* [Extract]
⁂
If you can’t read it, the caption on the cartoon accompanying this post says, “Well, Hamilton, we can add ‘discharge shotgun’ to the list of things people who live in glass houses shouldn’t do.”
When it comes to creating and managing something that is this weekend being called, “conversational marketing,” I’d first like to disclose this: I live in a glass house. Type in the domain name, ‘conversationalmedia.com’ and it will redirect you to Hammock Publishing, a company I started almost 20 years ago to help corporations and associations create and manage media designed to communicate directly with customers and members. We started out doing this in print, but quickly (as in pre-web) broadened our services to include such activities as managing forums on CompuServe. Today, we help associations and corporations develop media — and media strategies — using just about anything short of sky-writing.
Because of my residency in this glass house, I have been reluctant to throw rocks regarding a debate that is being characterized as “ethical” that has raged among some A-List tech bloggers since Friday afternoon — I’m writing this early Sunday morning. The rumor website Valleywag kicked off the tsk-tsking over an advertising campaign — a custom publishing micro-site for Microsoft — developed by the advertising network Federated Media. Jeff Jarvis has the long version of the controversy. Jeff, who is a client of Federated Media, did not participate in the program and was adamently opposed to it when he first heard of it. In short, the bloggers who participated did not actually endorse anything, they merely provided a quote that somehow tied into the theme of the campaign. In the context of an ad, however, the bloggers’ names quacked and waddled like an endorsement. The controversy is swirling around whether such endorsements compromise the integrity of the bloggers involved — or, at minimum, convey to others the “appearance” of a compromised integrity.
From two decades of developing custom media for corporate and large association clients, I have learned one thing: readers (members and customers) are intelligent. They know what is legitimate, insightful and quality information. And they know what is hype. Because they are intelligent, most customers don’t like advertising that is hype-filled — and they detest content that appears to be paid-for propoganda. A sure-way for corporate and association media — conversational media — to fail is to confuse it with hype and self-glorifying promotional material. In other words, if you do the exact same thing you do in advertising — but merely try to “recontextualize” those approaches in the format of a magazine or blog or YouTube video — you’re doomed to failure. However, if the information found in ads or any form of corporate media serves the need for which they joined the association or became a customer of the product, customers and members view it as very valuable, often they view it as a “premium” of the relationship.
⁂
* [Work required]
Reproduce the passage of the blog post on conversational marketing from "When it comes" to "short of sky-writing.", word for word. The material that follows was taken from a different source than the blog post above.
⁂
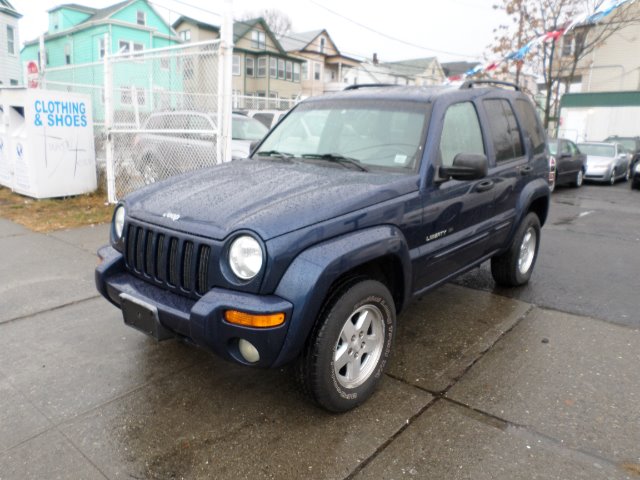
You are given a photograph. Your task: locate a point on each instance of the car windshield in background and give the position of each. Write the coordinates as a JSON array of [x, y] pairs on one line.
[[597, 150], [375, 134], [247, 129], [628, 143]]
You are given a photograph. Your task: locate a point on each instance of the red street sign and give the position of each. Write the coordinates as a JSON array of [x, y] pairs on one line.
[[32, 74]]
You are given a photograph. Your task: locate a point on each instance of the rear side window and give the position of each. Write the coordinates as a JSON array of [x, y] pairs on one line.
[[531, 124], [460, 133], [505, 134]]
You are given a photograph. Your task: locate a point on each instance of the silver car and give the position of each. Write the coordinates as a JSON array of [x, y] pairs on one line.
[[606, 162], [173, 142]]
⁂
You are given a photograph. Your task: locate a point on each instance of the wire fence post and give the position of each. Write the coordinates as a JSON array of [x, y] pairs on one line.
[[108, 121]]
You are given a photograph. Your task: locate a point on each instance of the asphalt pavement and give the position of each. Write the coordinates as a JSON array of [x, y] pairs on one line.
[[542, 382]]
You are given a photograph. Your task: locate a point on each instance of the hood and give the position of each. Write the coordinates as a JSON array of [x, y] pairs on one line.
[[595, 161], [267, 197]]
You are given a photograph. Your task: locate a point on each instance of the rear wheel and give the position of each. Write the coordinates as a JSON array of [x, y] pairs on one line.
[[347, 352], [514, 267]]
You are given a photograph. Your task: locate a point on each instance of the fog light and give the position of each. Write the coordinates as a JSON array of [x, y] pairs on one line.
⁂
* [Problem solution]
When it comes to creating and managing something that is this weekend being called, “conversational marketing,” I’d first like to disclose this: I live in a glass house. Type in the domain name, ‘conversationalmedia.com’ and it will redirect you to Hammock Publishing, a company I started almost 20 years ago to help corporations and associations create and manage media designed to communicate directly with customers and members. We started out doing this in print, but quickly (as in pre-web) broadened our services to include such activities as managing forums on CompuServe. Today, we help associations and corporations develop media — and media strategies — using just about anything short of sky-writing.